**Assignment:**
Copy the data exactly. Images are to be left out.

**Available records:**
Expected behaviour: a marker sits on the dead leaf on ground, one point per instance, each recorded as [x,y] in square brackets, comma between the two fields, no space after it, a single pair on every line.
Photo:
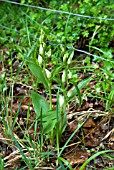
[77,157]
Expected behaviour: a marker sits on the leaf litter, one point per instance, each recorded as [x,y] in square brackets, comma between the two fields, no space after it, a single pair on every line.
[96,134]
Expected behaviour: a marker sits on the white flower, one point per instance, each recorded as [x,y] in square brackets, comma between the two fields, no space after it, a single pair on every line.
[63,76]
[62,49]
[61,100]
[49,53]
[48,73]
[65,57]
[69,75]
[41,49]
[41,36]
[39,59]
[69,93]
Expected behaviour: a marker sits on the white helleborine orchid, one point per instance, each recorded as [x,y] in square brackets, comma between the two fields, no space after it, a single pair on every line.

**Answer to this exercise:**
Expected behaviour: a marker sits on the dead leaf on ground, one point per instance, each recorded as [x,y] in square brackets, comma between the two fields, no space after it, a single pair on every line.
Photo:
[77,157]
Expected behaviour: a marker sits on the leaf litter, one point per instance, each recorded as [x,y] in square brackets, comma between the two fields, no space after it, a single pair on every line.
[96,134]
Expected behaviour: a marker sits on the white flower, one point per instance, each recorded as [x,y] in square brackets, comma between the two fields, no space after it, a single pair on every line.
[63,76]
[62,49]
[61,100]
[49,53]
[48,73]
[65,57]
[69,75]
[41,49]
[41,36]
[39,59]
[69,93]
Expected behaviour: a marker sits on the white helleborine orchid, one point per instance, each recorded as [x,y] in square brackets, comma between the two fields, no space after it, a single pair on every line.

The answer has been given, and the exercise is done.